**EXERCISE GOAL:** Everything from the line containing "Enumerate every upper" through the final line of the records must be transcribed verbatim; nothing else belongs in the result.

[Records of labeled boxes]
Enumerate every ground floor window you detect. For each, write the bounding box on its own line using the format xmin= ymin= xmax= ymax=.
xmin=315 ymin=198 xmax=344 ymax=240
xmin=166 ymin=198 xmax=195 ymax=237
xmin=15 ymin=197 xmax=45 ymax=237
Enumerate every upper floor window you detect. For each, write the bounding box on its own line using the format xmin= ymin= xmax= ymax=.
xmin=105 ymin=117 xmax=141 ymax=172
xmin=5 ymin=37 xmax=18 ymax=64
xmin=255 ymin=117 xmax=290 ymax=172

**RESPONSE FOR THIS EXERCISE:**
Enumerate every upper floor window you detect. For each, write the bounding box on its own line using the format xmin= ymin= xmax= ymax=.
xmin=105 ymin=117 xmax=141 ymax=172
xmin=5 ymin=37 xmax=18 ymax=64
xmin=255 ymin=117 xmax=290 ymax=172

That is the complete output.